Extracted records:
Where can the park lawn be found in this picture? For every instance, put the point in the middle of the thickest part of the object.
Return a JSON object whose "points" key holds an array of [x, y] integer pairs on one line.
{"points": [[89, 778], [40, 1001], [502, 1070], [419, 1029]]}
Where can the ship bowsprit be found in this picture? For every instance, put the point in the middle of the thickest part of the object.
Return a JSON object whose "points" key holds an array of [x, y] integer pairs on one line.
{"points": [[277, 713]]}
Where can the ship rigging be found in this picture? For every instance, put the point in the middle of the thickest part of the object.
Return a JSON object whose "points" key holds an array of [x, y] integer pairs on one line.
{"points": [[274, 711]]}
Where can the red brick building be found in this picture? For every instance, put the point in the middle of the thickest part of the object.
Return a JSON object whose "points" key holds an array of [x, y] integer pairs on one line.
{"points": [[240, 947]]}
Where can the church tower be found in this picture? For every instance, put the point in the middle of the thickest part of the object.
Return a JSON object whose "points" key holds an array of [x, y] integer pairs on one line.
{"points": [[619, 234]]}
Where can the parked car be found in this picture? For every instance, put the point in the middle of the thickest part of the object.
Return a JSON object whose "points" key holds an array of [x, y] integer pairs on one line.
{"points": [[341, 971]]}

§ Your assignment
Could you return exactly the stretch of the data above that starts at the line with "Where can the ship rigging" and ends at the line with "Where can the red", both lines included?

§ Answer
Where can the ship rigging be found in this picture? For every instance, put the point in the middle of the thickest part of the object.
Return a JSON object whose "points" key holds an array of [x, y] integer pairs on one line.
{"points": [[274, 711]]}
Where can the red brick building be found in this picture? For every instance, put the point in the middle of the thickest part of the object.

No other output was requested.